* _HOW TO COMPLETE THIS TASK_
Down to the last line, repeat the entries exactly.

[Items listed in a dataset]
━━━━━━━━━━━━━━━━━━━━━━━━━━━━━━
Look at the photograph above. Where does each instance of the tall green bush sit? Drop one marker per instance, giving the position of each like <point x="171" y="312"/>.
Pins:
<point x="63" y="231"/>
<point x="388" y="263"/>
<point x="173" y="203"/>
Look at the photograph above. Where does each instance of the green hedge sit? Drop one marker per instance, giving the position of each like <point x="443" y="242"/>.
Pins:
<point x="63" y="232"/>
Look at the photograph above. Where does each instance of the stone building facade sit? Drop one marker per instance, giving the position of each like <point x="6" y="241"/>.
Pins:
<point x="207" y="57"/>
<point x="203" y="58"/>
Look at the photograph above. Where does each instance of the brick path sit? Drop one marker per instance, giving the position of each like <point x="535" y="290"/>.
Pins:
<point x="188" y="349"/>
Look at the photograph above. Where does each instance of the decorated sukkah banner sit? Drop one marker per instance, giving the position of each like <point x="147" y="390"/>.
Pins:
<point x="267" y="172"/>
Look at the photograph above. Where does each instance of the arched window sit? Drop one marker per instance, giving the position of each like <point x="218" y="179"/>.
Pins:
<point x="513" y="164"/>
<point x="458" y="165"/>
━━━━━━━━━━━━━━━━━━━━━━━━━━━━━━
* _OUTPUT BELOW_
Look at the photograph above. Where does each instance of the tall green bush sit? Drop one marker per instance, giving the position of each like <point x="171" y="312"/>.
Pins:
<point x="63" y="231"/>
<point x="388" y="263"/>
<point x="173" y="203"/>
Look at the photograph above. Where does each instance of the green hedge sit? Drop one marker per instance, giving the position of each like <point x="443" y="242"/>.
Pins:
<point x="63" y="232"/>
Look at the photograph above. Where does each instance of the stone building facade sit? Drop one marker per instance, giving the position of each like <point x="6" y="241"/>.
Pins:
<point x="207" y="57"/>
<point x="203" y="58"/>
Look at the photograph above. Where does each instance of the brick path sit? Drop one marker per instance, giving the position of each like <point x="535" y="290"/>.
Pins:
<point x="188" y="349"/>
Look at the photograph above. Where does each instance of the decorated sukkah banner sit? Drop one marker per instance, giving the position of each like <point x="147" y="390"/>.
Pins:
<point x="267" y="172"/>
Look at the photograph above. Where does each instance of the arched window sit? Drop one marker per instance, giving the position of each like <point x="218" y="179"/>.
Pins:
<point x="513" y="164"/>
<point x="458" y="165"/>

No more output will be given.